#### [Exercise requirements]
• 1. From the Codex eval passage, write out the text word for word, starting at "Codex discovers project" and ending at "a parsed object.".
• 2. Decide whether each statement agrees with the Codex eval passage, giving yes or no and quoting the words of the passage that settle it. (a) Codex looks for project skills in .agents/skills/ under each working_dir. (b) The two providers share the same working_dir. (c) With output_schema, Codex returns the output as a parsed object.

#### [Passage provided]
That weighting makes task quality the main signal, while still rewarding the version that routes correctly and stays within practical limits.

Use the Same Eval With Codex

To run the same comparison with OpenAI Codex SDK, keep the tests and scoring logic, then use Codex's bare output_schema shape with the provider block:

x-review-schema: &reviewSchema
type: object
required: [summary, issues]
additionalProperties: false
properties:
summary: { type: string }
issues:
type: array
items:
type: object
required: [id, severity]
additionalProperties: false
properties:
id: { type: string }
severity: { type: string, enum: [high, medium, low] }

providers:
- id: openai:codex-sdk
label: review-standards-v1
config:
model: gpt-5.5
working_dir: ./fixtures/v1
skip_git_repo_check: true
sandbox_mode: read-only
enable_streaming: true
output_schema: *reviewSchema
cli_env:
CODEX_HOME: ./codex-home

- id: openai:codex-sdk
label: review-standards-v2
config:
model: gpt-5.5
working_dir: ./fixtures/v2
skip_git_repo_check: true
sandbox_mode: read-only
enable_streaming: true
output_schema: *reviewSchema
cli_env:
CODEX_HOME: ./codex-home

Codex discovers project skills from .agents/skills/ under each working_dir. Its skill-used signal is inferred from successful reads of the matching SKILL.md, so keep enable_streaming: true while developing the eval if you want Promptfoo to collect that evidence. The earlier JavaScript assertion should use JSON.parse(output) with Codex because output_schema keeps output as a JSON string rather than a parsed object.

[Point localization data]

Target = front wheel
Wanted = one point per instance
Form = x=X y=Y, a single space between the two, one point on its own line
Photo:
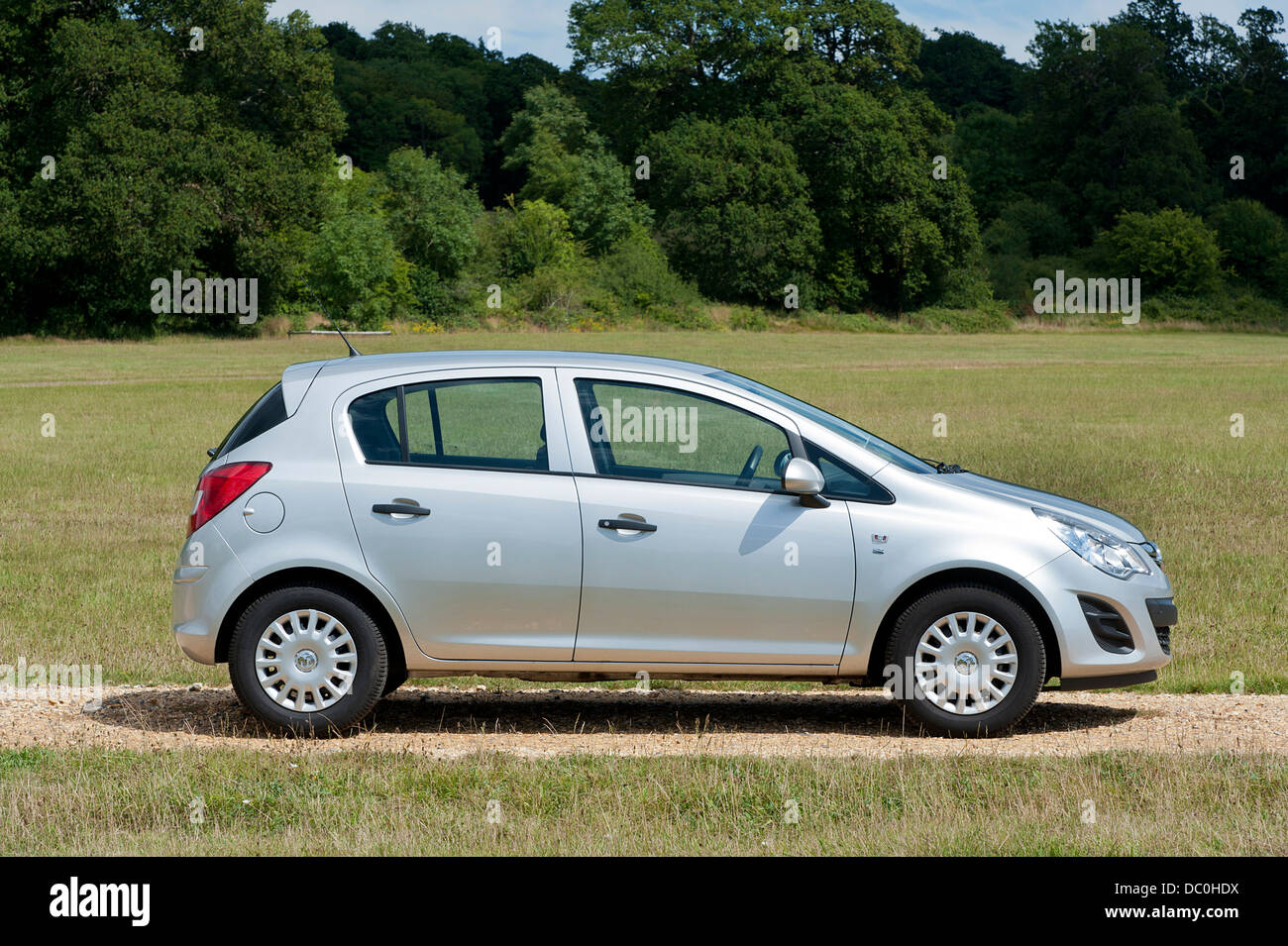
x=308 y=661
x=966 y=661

#### [Numbered answers]
• 1.
Codex discovers project skills from .agents/skills/ under each working_dir. Its skill-used signal is inferred from successful reads of the matching SKILL.md, so keep enable_streaming: true while developing the eval if you want Promptfoo to collect that evidence. The earlier JavaScript assertion should use JSON.parse(output) with Codex because output_schema keeps output as a JSON string rather than a parsed object.

• 2.
(a) Yes: "Codex discovers project skills from .agents/skills/ under each working_dir."
(b) No: "working_dir: ./fixtures/v1" and "working_dir: ./fixtures/v2"
(c) No: "output_schema keeps output as a JSON string rather than a parsed object."